Natural-language object grounding data:
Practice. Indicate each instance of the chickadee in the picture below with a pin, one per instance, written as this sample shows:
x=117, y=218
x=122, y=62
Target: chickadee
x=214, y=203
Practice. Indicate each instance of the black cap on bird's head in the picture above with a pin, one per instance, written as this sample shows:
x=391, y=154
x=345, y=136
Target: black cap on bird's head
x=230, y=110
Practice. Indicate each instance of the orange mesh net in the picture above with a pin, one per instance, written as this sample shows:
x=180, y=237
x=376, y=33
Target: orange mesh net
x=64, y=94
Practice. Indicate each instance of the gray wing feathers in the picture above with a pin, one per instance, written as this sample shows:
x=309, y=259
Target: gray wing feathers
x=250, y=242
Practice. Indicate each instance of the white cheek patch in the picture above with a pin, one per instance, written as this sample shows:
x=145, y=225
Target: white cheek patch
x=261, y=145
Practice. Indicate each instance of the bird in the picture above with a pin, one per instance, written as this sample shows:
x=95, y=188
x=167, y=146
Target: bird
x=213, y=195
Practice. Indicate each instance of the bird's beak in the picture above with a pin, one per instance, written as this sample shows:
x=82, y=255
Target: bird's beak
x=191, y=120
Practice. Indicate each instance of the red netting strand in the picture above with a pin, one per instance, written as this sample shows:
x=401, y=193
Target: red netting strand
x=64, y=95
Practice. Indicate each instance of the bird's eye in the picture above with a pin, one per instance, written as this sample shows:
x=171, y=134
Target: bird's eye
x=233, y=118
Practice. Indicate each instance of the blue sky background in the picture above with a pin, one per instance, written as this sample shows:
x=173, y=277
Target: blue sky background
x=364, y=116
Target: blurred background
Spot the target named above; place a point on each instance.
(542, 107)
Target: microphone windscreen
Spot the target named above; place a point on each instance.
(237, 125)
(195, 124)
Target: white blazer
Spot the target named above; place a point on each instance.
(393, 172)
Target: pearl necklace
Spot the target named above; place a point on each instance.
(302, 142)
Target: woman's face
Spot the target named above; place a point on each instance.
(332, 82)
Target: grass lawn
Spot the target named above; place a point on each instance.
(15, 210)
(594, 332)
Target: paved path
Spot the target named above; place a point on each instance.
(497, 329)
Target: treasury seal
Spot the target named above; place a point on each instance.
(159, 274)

EXERCISE BRIEF
Print every record exactly as written.

SOLUTION FOR THIS EXERCISE
Practice. Indicate each instance of the chickadee in the picture below with a pin, one per instance, written as this sample shows:
x=117, y=218
x=122, y=62
Target: chickadee
x=214, y=203
Practice. Indicate each instance of the black cap on bird's head in the picture above with a pin, one per instance, written as this sample shows:
x=391, y=154
x=345, y=136
Target: black cap on bird's head
x=230, y=110
Practice. Indicate each instance of the orange mesh net in the picture above with a pin, one per instance, written as this sample shows:
x=180, y=237
x=376, y=33
Target: orange mesh net
x=64, y=94
Practice. Indicate each instance of the gray wing feathers in the picture above with a pin, one per instance, written as this sample shows:
x=309, y=259
Target: gray wing feathers
x=250, y=242
Practice. Indicate each instance of the white cheek patch in the picture above with a pin, one per instance, written as this sample shows:
x=145, y=225
Target: white cheek patch
x=261, y=145
Practice. Indicate each instance of the bird in the picture above with a pin, one per instance, written as this sample shows:
x=95, y=188
x=167, y=146
Target: bird
x=213, y=195
Practice. Indicate each instance of the bird's beak in the picture above with a pin, one per instance, written as this sample shows:
x=82, y=255
Target: bird's beak
x=191, y=120
Practice. Indicate each instance of the red netting strand in the picture above with a pin, one per instance, written as this sample shows:
x=401, y=193
Target: red netting strand
x=64, y=95
Practice. Indicate each instance of the bird's eye in the picture above with a pin, one per instance, written as this sample shows:
x=171, y=134
Target: bird's eye
x=233, y=118
Practice. Indicate each instance of the blue sky background in the picture above with a pin, one per instance, written as this sample shows:
x=173, y=277
Target: blue sky background
x=364, y=116
Target: blurred background
Spot the target named above; place a point on each instance.
(542, 107)
Target: microphone windscreen
Spot the target named above; place a point on each instance.
(237, 125)
(195, 124)
Target: white blazer
Spot the target named above; place a point on each instance.
(393, 172)
Target: pearl necklace
Spot the target named above; place a point on each instance.
(302, 142)
Target: woman's face
Spot the target named above; place a point on each instance.
(332, 82)
Target: grass lawn
Spot the target named above; place a point on each instance.
(15, 210)
(594, 332)
Target: paved path
Spot the target named above; place a point on each instance.
(497, 329)
Target: treasury seal
Spot the target named above; place a point on each instance.
(159, 274)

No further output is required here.